-- JOB --
Filter the rows below and copy out every line that contains the word "dark". Case counts, so uppercase and lowercase letters must match.

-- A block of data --
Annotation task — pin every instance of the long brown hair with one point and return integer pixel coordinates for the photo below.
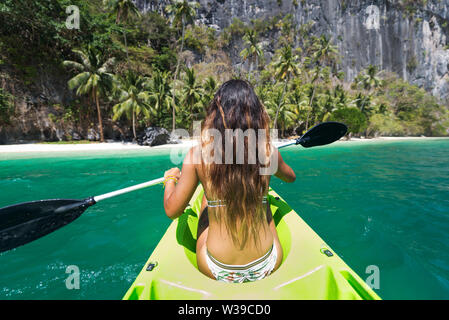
(240, 186)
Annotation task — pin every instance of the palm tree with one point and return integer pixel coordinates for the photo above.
(133, 98)
(209, 87)
(324, 52)
(252, 50)
(276, 104)
(93, 77)
(370, 78)
(160, 98)
(285, 67)
(122, 9)
(317, 74)
(191, 92)
(183, 13)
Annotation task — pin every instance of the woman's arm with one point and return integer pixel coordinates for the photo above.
(284, 172)
(177, 196)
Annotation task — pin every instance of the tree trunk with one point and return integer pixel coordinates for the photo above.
(176, 75)
(100, 122)
(279, 105)
(134, 126)
(310, 106)
(126, 47)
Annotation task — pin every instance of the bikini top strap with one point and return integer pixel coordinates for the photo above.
(222, 203)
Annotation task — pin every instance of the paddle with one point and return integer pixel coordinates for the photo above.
(28, 221)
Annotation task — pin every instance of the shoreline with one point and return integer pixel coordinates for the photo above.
(118, 146)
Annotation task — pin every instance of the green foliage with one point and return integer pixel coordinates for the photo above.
(301, 86)
(352, 117)
(6, 107)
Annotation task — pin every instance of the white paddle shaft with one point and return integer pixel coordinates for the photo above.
(157, 181)
(129, 189)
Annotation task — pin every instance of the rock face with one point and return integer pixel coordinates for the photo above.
(154, 136)
(396, 35)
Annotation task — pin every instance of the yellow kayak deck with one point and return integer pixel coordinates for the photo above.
(310, 268)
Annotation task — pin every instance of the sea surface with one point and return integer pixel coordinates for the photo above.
(376, 203)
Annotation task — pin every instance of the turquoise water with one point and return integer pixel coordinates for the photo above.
(377, 203)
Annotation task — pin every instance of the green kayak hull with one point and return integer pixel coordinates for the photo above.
(310, 268)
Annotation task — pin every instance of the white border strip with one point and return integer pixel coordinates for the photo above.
(299, 278)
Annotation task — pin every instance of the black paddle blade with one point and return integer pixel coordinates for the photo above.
(323, 133)
(25, 222)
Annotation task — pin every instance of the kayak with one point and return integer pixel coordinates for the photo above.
(310, 268)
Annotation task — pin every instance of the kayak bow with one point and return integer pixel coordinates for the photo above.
(310, 268)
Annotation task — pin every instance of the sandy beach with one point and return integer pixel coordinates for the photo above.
(111, 146)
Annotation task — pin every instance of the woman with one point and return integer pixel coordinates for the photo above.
(237, 239)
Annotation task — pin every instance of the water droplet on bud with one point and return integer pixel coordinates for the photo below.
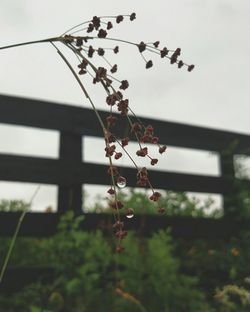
(129, 213)
(121, 182)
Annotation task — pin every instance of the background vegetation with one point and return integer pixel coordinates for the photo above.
(154, 274)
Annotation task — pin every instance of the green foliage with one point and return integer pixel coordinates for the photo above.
(13, 205)
(176, 204)
(233, 298)
(90, 277)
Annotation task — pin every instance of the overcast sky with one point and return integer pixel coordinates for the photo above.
(213, 34)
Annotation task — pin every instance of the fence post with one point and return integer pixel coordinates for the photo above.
(70, 193)
(230, 200)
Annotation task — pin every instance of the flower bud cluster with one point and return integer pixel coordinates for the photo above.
(115, 147)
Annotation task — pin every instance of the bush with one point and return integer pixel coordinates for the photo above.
(89, 277)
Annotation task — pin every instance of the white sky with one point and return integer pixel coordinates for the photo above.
(213, 34)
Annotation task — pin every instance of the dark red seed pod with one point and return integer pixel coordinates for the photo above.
(155, 196)
(149, 129)
(173, 59)
(124, 85)
(154, 161)
(180, 64)
(154, 140)
(118, 155)
(111, 120)
(100, 51)
(79, 41)
(136, 127)
(111, 191)
(117, 204)
(119, 19)
(162, 149)
(109, 25)
(132, 16)
(116, 50)
(96, 22)
(90, 51)
(113, 170)
(90, 28)
(68, 39)
(164, 52)
(156, 44)
(83, 64)
(82, 71)
(177, 51)
(118, 225)
(102, 33)
(141, 46)
(114, 69)
(149, 64)
(190, 67)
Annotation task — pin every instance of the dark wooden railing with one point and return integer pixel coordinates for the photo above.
(69, 172)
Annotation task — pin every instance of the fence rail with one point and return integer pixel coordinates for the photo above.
(69, 172)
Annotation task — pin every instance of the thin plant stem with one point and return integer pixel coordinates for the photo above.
(54, 39)
(14, 237)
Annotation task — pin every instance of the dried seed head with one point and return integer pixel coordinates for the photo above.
(113, 170)
(118, 225)
(96, 22)
(119, 19)
(149, 64)
(162, 149)
(154, 161)
(118, 155)
(90, 28)
(142, 152)
(116, 50)
(91, 51)
(100, 51)
(123, 107)
(161, 210)
(155, 196)
(125, 141)
(111, 191)
(124, 85)
(132, 16)
(111, 120)
(156, 44)
(190, 67)
(102, 33)
(142, 46)
(164, 52)
(180, 64)
(119, 249)
(79, 41)
(114, 69)
(109, 25)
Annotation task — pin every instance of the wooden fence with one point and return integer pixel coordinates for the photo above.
(69, 172)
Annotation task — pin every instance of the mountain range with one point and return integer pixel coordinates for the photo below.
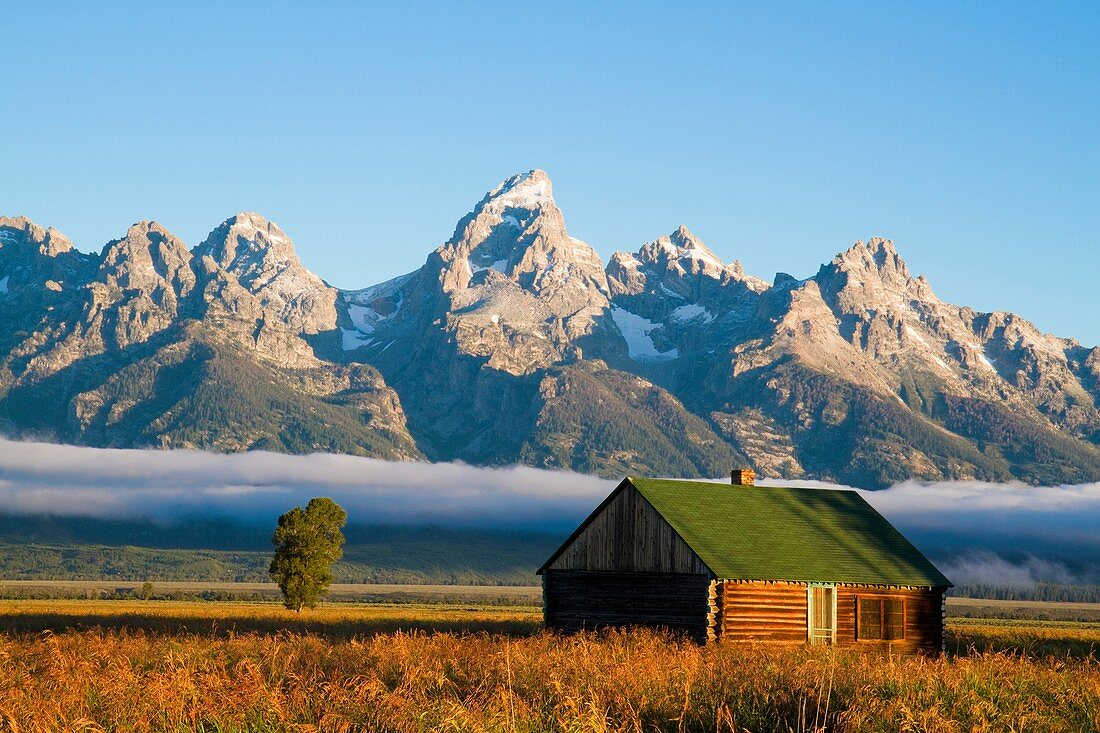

-- EXERCISE ANSWER --
Annotation task — pin every instance of the dark red seed pod with one point and return integer pixel coordinates for the photo above.
Annotation task — pin every instance of the dark wooden railing with one point and return integer pixel coordinates for the photo above.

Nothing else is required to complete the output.